Point labeling examples
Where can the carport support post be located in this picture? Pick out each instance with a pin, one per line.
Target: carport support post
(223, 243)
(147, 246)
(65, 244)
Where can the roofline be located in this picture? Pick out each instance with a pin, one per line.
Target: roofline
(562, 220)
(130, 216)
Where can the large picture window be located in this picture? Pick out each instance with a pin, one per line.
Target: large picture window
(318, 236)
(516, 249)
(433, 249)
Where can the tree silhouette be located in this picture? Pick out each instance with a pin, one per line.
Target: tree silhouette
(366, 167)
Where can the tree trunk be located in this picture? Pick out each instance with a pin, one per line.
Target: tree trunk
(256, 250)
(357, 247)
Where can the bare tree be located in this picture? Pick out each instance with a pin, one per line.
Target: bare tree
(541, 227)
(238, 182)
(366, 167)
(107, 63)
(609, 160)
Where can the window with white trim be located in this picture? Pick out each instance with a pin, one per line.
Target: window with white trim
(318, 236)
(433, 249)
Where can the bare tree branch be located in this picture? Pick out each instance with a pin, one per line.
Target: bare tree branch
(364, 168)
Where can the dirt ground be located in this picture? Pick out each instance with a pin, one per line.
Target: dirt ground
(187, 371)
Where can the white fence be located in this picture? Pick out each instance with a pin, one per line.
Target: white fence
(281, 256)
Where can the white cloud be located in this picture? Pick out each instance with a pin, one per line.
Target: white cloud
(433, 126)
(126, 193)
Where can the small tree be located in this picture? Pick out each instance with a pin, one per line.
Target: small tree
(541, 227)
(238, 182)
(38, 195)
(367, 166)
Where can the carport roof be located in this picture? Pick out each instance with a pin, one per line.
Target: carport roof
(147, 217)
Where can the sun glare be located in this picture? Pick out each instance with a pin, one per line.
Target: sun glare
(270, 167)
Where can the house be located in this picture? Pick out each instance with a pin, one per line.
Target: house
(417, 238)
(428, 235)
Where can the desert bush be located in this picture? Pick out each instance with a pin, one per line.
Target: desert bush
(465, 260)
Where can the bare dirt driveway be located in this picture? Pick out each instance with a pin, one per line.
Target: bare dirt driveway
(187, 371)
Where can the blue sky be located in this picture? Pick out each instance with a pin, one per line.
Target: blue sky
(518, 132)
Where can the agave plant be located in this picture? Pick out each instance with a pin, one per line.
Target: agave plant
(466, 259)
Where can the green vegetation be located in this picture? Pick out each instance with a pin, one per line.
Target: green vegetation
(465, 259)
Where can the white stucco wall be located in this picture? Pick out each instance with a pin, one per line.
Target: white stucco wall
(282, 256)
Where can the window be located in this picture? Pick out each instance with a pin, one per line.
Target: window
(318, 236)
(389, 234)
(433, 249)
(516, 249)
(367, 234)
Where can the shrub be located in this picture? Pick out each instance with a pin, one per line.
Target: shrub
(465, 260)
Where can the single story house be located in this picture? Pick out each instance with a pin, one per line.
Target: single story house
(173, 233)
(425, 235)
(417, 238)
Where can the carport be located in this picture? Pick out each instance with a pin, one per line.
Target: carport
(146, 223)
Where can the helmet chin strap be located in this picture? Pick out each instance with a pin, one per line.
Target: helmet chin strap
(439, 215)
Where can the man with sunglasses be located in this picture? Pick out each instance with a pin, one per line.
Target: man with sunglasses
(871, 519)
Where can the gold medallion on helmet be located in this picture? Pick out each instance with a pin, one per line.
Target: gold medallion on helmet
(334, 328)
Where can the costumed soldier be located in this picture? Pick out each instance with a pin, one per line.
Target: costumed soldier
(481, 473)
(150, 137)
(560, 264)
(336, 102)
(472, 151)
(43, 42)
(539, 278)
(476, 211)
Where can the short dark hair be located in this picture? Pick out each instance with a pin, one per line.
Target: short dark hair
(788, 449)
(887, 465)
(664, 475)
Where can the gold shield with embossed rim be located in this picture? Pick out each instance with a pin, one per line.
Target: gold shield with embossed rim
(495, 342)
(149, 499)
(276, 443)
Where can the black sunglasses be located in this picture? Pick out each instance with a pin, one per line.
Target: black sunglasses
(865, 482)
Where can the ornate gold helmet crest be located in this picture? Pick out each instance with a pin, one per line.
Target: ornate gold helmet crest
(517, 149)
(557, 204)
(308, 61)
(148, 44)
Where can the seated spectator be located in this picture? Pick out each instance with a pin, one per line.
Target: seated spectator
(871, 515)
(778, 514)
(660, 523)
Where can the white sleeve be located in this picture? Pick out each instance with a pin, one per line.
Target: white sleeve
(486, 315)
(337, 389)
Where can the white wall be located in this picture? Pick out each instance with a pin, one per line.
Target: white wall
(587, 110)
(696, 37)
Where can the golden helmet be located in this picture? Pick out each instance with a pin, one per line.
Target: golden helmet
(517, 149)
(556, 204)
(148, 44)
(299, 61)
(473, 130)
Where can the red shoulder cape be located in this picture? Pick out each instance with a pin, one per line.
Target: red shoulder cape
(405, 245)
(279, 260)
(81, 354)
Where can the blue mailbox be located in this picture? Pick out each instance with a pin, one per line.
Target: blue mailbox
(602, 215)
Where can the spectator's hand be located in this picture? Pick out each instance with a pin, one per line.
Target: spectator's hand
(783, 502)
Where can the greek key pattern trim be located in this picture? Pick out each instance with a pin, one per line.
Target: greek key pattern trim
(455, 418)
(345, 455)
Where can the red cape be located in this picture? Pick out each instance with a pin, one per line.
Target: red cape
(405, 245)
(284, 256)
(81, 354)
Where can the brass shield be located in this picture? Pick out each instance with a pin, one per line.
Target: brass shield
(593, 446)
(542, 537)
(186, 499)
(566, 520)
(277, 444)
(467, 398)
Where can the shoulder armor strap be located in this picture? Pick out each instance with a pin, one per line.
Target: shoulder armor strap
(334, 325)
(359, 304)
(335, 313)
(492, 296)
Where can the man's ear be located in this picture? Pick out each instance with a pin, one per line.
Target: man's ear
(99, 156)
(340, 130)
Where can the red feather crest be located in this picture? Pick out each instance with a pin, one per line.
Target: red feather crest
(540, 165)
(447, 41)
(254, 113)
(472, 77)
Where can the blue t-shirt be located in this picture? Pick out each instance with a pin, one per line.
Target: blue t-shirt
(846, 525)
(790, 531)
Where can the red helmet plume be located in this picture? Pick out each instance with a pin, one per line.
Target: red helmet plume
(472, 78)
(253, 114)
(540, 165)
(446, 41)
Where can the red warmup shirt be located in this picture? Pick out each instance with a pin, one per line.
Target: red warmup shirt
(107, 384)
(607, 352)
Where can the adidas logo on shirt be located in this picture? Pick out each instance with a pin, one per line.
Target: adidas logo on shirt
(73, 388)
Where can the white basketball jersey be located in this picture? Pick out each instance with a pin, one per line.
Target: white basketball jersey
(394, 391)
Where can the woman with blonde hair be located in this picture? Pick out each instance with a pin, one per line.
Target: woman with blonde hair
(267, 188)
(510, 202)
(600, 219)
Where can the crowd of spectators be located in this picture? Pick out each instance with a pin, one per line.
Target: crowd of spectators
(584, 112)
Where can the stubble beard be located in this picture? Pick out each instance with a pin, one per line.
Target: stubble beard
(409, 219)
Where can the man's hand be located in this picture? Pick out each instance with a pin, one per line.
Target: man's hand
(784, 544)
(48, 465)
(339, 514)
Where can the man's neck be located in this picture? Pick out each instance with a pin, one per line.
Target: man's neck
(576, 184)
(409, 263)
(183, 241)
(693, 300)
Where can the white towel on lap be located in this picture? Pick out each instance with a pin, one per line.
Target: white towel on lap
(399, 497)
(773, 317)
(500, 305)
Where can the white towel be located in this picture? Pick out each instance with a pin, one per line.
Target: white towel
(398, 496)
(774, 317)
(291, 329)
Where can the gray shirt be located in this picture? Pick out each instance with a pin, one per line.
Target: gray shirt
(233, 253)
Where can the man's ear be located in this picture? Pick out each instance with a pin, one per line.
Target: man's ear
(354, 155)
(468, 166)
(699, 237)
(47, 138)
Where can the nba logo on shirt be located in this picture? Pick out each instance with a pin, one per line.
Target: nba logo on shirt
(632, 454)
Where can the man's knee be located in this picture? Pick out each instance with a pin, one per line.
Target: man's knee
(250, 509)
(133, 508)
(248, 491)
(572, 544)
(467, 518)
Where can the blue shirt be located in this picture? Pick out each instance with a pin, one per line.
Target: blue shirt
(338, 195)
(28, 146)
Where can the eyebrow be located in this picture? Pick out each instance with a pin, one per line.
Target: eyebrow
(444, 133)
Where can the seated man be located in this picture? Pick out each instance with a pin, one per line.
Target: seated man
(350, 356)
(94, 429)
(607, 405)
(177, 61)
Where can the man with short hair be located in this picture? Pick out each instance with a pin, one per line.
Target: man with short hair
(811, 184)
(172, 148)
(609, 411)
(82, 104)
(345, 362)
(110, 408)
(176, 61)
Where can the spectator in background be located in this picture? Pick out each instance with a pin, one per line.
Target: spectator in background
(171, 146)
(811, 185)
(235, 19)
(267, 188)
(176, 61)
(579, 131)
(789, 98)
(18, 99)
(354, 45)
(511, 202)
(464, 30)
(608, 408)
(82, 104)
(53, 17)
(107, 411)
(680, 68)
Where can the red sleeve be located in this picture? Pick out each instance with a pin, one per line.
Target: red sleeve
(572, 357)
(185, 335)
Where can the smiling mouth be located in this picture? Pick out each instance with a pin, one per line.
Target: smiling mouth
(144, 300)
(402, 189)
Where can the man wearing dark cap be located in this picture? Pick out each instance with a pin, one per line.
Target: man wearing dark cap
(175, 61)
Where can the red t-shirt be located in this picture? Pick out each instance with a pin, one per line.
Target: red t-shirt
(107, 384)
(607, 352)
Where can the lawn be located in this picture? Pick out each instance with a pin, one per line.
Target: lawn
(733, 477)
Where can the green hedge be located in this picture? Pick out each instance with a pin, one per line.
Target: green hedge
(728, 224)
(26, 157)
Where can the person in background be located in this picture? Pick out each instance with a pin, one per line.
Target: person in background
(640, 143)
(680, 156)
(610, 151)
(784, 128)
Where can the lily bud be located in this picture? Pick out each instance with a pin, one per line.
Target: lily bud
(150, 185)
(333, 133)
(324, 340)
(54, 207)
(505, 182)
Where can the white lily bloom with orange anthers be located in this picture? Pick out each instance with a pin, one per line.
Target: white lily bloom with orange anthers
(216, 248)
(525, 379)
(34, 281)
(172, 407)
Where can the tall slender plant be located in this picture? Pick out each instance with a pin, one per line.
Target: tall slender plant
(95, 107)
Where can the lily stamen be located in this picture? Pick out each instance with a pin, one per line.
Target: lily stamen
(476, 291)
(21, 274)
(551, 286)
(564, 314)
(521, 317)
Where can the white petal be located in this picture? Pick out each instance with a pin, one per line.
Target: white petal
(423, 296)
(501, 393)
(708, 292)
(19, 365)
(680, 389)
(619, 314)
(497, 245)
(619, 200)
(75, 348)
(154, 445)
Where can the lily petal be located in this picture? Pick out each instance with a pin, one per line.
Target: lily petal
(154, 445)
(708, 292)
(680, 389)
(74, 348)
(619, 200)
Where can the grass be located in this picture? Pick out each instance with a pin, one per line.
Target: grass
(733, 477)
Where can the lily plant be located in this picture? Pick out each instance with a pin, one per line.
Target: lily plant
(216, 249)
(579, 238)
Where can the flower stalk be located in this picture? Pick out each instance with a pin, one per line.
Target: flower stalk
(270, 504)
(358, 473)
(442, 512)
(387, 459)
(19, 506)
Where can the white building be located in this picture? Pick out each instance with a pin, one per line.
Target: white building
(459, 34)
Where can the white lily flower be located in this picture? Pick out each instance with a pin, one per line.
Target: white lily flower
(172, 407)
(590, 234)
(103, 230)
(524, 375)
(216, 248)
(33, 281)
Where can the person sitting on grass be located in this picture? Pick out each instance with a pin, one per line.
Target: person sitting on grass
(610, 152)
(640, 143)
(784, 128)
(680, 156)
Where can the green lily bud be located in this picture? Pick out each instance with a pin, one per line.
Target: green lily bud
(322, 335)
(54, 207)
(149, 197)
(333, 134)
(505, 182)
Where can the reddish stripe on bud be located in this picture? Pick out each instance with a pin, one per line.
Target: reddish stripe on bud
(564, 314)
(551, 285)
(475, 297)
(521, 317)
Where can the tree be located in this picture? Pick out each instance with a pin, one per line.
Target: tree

Work to complete
Each line from the one containing "Where can the lily petal" to the final line of the entries above must be returned exactly, and no other line may appear.

Answer to this problem
Where can the lily petal be located in this picture? Pick out each instance with a pin, one per line.
Target: lily petal
(154, 445)
(708, 292)
(680, 389)
(74, 348)
(619, 200)
Where can the grass be located in this picture? Pick out each instance with a pin, one per line.
Target: grass
(733, 477)
Where can the lily plant be located in this picture? Pick out each instance with a pin, one per line.
Target: lily plant
(216, 249)
(579, 238)
Where can the flower stalk be located in this picture? Pick out each instance with a pin, one per line.
Target: flower stalk
(270, 504)
(358, 473)
(442, 512)
(387, 459)
(19, 506)
Where can the white building be located in this picture? Pick out each instance with a pin, one per line.
Target: white building
(459, 34)
Where can the white lily flower be located in this picture? Pick out each instance with a pin, one per line.
Target: white lily flower
(172, 407)
(590, 234)
(103, 230)
(524, 375)
(216, 248)
(33, 281)
Where can the person sitting on grass be located in this picture? Pick out each instance with a pin, one per line.
Target: person sitting on grass
(610, 152)
(640, 143)
(784, 128)
(680, 156)
Where can the green lily bud be located in this picture? Pick out each instance with a pin, one per line.
Target: green lily bud
(322, 335)
(54, 207)
(149, 197)
(333, 134)
(505, 182)
Where can the reddish stripe on bud be located in this picture? Pick out each instance with a pin, one per line.
Target: reddish stripe on bud
(564, 314)
(551, 285)
(475, 297)
(521, 317)
Where can the tree be located in this picture? Pick out each instance with a pin, one per line.
Target: tree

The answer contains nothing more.